Only one portion of the data is to be written out: from the line bearing "[ ] one point per instance of the distant" through the line bearing "[ ] one point per instance of the rooftop". Write it exactly as it appears.

[Data section]

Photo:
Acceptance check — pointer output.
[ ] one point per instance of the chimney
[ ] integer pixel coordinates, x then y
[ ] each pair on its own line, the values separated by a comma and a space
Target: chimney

[/Data section]
[Data section]

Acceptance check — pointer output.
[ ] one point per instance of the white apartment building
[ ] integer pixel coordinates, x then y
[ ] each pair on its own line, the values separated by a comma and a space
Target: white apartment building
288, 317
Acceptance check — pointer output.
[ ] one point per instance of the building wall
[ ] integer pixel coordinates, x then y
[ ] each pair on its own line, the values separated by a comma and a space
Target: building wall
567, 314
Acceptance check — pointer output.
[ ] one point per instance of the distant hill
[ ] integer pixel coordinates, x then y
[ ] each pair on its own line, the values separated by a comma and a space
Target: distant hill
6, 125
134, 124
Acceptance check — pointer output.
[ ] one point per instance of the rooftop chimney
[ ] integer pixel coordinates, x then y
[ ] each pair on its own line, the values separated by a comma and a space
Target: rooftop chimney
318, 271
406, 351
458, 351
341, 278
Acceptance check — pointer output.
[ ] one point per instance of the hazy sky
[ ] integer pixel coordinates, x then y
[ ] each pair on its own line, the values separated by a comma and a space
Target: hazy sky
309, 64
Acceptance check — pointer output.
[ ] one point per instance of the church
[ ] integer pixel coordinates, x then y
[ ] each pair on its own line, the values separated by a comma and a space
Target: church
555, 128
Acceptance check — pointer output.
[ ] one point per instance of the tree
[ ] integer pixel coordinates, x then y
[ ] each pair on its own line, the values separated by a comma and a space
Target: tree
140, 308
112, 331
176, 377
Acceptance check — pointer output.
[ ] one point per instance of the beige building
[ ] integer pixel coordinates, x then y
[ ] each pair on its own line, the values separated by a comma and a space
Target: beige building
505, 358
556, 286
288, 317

[/Data section]
[Data section]

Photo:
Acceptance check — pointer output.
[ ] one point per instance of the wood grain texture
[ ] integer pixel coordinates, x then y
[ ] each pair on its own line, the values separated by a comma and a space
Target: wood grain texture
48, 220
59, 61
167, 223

[/Data section]

» **Reply**:
[ ] one point per instance of the distant hill
[ ] integer pixel coordinates, x then y
[ ] each pair on its own line, the values separated by a comma and a space
Target: distant hill
6, 125
134, 124
Acceptance check — pointer output.
[ ] one point per instance of the rooftop chimney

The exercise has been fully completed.